**MATERIAL TO PROCESS**
○ ○ ○ ○ ○

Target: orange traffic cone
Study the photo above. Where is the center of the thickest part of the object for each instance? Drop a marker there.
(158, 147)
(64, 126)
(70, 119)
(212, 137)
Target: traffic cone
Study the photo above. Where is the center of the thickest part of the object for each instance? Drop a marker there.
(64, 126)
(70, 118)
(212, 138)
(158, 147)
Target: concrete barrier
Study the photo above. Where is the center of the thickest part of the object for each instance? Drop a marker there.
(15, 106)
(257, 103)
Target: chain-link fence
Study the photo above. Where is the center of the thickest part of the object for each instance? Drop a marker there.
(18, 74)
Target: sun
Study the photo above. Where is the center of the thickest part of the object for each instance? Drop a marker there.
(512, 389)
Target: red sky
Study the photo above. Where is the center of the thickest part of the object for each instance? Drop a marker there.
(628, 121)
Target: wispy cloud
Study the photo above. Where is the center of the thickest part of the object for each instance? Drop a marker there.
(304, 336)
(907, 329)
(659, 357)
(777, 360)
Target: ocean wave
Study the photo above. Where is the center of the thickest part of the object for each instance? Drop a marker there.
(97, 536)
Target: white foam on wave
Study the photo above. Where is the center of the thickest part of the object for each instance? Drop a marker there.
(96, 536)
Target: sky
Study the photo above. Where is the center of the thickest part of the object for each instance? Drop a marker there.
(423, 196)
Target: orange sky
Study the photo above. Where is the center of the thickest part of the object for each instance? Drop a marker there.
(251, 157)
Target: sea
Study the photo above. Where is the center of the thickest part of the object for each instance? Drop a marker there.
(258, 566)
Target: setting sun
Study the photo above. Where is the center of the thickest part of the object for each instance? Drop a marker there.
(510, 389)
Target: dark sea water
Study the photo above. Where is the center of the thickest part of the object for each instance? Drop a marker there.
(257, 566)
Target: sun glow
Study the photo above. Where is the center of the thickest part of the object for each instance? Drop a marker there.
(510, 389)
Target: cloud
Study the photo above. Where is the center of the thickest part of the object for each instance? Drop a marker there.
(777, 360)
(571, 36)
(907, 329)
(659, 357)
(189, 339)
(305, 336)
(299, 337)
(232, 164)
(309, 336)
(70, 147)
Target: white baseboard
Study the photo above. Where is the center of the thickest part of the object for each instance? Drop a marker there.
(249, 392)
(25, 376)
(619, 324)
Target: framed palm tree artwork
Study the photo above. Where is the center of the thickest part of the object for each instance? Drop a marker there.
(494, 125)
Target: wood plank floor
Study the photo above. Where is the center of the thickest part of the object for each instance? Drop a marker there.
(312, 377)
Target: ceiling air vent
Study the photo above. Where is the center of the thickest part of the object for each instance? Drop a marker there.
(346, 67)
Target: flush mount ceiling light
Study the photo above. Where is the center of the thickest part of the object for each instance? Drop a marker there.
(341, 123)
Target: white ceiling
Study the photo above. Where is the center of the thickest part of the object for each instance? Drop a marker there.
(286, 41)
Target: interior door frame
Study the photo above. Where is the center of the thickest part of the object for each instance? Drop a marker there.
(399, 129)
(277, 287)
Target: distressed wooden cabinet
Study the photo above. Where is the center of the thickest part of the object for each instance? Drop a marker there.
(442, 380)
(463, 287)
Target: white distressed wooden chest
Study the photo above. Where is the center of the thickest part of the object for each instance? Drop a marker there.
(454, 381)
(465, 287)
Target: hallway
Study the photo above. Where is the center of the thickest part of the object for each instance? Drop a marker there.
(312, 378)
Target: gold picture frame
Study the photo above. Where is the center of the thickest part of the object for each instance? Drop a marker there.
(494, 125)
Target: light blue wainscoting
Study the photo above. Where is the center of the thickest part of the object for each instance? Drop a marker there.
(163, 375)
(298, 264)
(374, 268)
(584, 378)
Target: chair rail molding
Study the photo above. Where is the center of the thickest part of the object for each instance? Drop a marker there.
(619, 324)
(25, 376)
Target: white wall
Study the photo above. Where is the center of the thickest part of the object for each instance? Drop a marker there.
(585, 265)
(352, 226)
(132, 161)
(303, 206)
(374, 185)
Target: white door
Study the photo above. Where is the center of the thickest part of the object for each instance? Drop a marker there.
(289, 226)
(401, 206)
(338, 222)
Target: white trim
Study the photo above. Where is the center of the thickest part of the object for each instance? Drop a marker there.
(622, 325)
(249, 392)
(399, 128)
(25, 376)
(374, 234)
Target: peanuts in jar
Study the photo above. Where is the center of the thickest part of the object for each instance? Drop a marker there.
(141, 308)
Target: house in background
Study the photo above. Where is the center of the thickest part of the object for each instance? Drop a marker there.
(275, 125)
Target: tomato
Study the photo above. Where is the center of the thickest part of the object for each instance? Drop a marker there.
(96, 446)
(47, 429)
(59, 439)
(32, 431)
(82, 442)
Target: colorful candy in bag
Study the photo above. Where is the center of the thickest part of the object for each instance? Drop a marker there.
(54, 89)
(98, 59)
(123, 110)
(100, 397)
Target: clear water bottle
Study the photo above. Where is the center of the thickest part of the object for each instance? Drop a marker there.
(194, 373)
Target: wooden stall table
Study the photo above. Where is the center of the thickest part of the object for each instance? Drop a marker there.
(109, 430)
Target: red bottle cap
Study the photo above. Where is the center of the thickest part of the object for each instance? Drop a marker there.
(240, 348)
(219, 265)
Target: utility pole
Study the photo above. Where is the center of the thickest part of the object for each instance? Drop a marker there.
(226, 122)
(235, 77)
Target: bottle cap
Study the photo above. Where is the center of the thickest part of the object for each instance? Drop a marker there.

○ ○ ○ ○ ○

**PROBLEM DETAILS**
Your task is to output the full set of records exactly as presented.

**ANSWER TO THIS PROBLEM**
Target: orange traffic cone
Study the photo above. Where is the center of the thickest part of the object for each instance? Drop a marker there.
(158, 147)
(64, 126)
(70, 119)
(212, 137)
Target: traffic cone
Study the photo above. Where is the center of the thickest part of the object for each instance? Drop a marker there.
(64, 126)
(70, 118)
(212, 138)
(158, 147)
Target: concrete barrier
Study the photo above. Where is the center of the thickest part of the object for each instance? Drop a marker there.
(15, 106)
(257, 103)
Target: chain-link fence
Study the photo above. Where is the center of the thickest part of the object for each instance? Drop a marker there.
(18, 74)
Target: sun
Study the photo above. Where is the center of the thickest part of the object for each instance? Drop a marker there.
(512, 389)
Target: red sky
Study the photo above. Where is the center of the thickest part of the object for each instance? Drop a marker there.
(628, 121)
Target: wispy cloud
Study the photo above. Where is the center of the thickest part of the object for each instance? Drop a marker there.
(304, 336)
(907, 329)
(659, 357)
(777, 360)
Target: ocean wave
Study the photo above. Where is the center of the thickest part of the object for each instance? Drop a marker there.
(97, 536)
Target: white foam on wave
Study the photo above. Where is the center of the thickest part of the object for each instance? Drop a marker there.
(96, 536)
Target: sky
Study the photo above. Where is the center of the thickest part of the object for each instance? Drop a marker there.
(423, 196)
Target: orange sky
Study the photo above. Where is the center of the thickest part of the object for each instance? Drop a marker there.
(251, 157)
Target: sea
Study the photo above. Where is the center of the thickest part of the object for each instance? Drop a marker there.
(258, 566)
Target: setting sun
Study the photo above. Where is the center of the thickest part of the object for each instance? Drop a marker there.
(510, 389)
Target: dark sea water
Study the photo above. Where is the center of the thickest part of the object for each instance? Drop a marker there.
(257, 566)
Target: sun glow
Study the photo above. Where is the center of the thickest part of the object for each instance? Drop a marker there.
(510, 389)
Target: cloud
Study the photo above. Where is the center of the thickest part of the object for each instance? Drop a marker there.
(777, 360)
(571, 36)
(907, 329)
(659, 357)
(189, 339)
(305, 336)
(299, 337)
(232, 164)
(309, 336)
(70, 147)
Target: white baseboard
Study the photo above. Where is the center of the thickest part of the object for each instance? Drop a marker there.
(249, 392)
(25, 376)
(619, 324)
Target: framed palm tree artwork
Study the photo above. Where is the center of the thickest part of the object for each instance? Drop a marker there.
(494, 125)
Target: wood plank floor
Study the photo above. Where is the center of the thickest part of the object for each instance? Drop a marker there.
(312, 377)
Target: ceiling air vent
Study the photo above. Where is the center of the thickest part of the object for each instance? Drop a marker there.
(346, 67)
Target: flush mount ceiling light
Study the photo above. Where is the center of the thickest part of the object for each instance? Drop a marker there.
(341, 123)
Target: white ceiling
Study the photo above. Where is the center of the thickest part of the object for each instance? Drop a marker there.
(286, 41)
Target: interior door frame
Study the photo above. Where is the center of the thickest part of the object for each instance? Drop a marker there.
(399, 129)
(277, 287)
Target: distressed wooden cabinet
Study the photo above. Where is the center of the thickest part of the object for each instance? Drop a marker there.
(442, 380)
(463, 287)
Target: white distressed wooden chest
Study the photo above. Where is the center of the thickest part of the object for each instance? Drop a marker there.
(454, 381)
(465, 287)
Target: hallway
Study the photo above. Where is the center of the thickest part of the object for each instance? Drop a marker there.
(312, 378)
Target: gold picture frame
Study the photo above. Where is the center of the thickest part of the object for each instance? Drop a marker there.
(494, 125)
Target: light blue wainscoting
Study the photo above. Where is the center of the thickest part of the object for each instance? Drop a marker there.
(163, 375)
(298, 264)
(374, 268)
(584, 378)
Target: chair rail molding
Study the photo above. Where is the center of the thickest part of the object for each instance? Drop a marker there.
(619, 324)
(25, 376)
Target: white wall
Study the photo above. Where is the center of the thickest part of the object for each instance? Drop a marker there.
(585, 265)
(352, 226)
(132, 161)
(303, 206)
(374, 185)
Target: white door
Study the photo above. Where is the center of the thickest part of the object for each instance? Drop a marker there.
(289, 226)
(401, 206)
(338, 222)
Target: white trim
Study the photo above. Where is the center of the thickest part of the object for each instance? Drop a marker there.
(622, 325)
(249, 392)
(399, 128)
(25, 376)
(374, 234)
Target: peanuts in jar
Study the photo above. Where is the center of the thickest part of the object for each instance? Drop a marker there.
(141, 308)
Target: house in background
Study the photo above. Where is the center of the thickest part of the object for each instance? Drop a marker there.
(275, 125)
Target: tomato
Study the photo above. Where is the center of the thickest part of the object for each instance? Drop a marker there.
(96, 446)
(47, 429)
(59, 439)
(32, 431)
(82, 442)
Target: colorful candy in bag
Study the photo above. Where is the center of the thickest part of the object for each instance? Drop a marker there.
(54, 89)
(98, 59)
(123, 110)
(100, 397)
Target: clear water bottle
Study the photo above. Where is the center of the thickest part of the object for each instance? Drop a marker there.
(194, 373)
Target: wooden stall table
Study the photo above. Where is the center of the thickest part of the object for each instance? Drop a marker there.
(109, 430)
Target: red bottle cap
Study the photo above. Where is the center of the thickest part of the object for each instance? Drop a marker there.
(240, 348)
(219, 265)
Target: utility pole
Study the photo above. Where is the center of the thickest part of the object for each instance? Drop a marker there.
(226, 122)
(235, 77)
Target: bottle cap
Study the photo above. Where is the center of the thickest part of the object for each instance? Drop a marker there.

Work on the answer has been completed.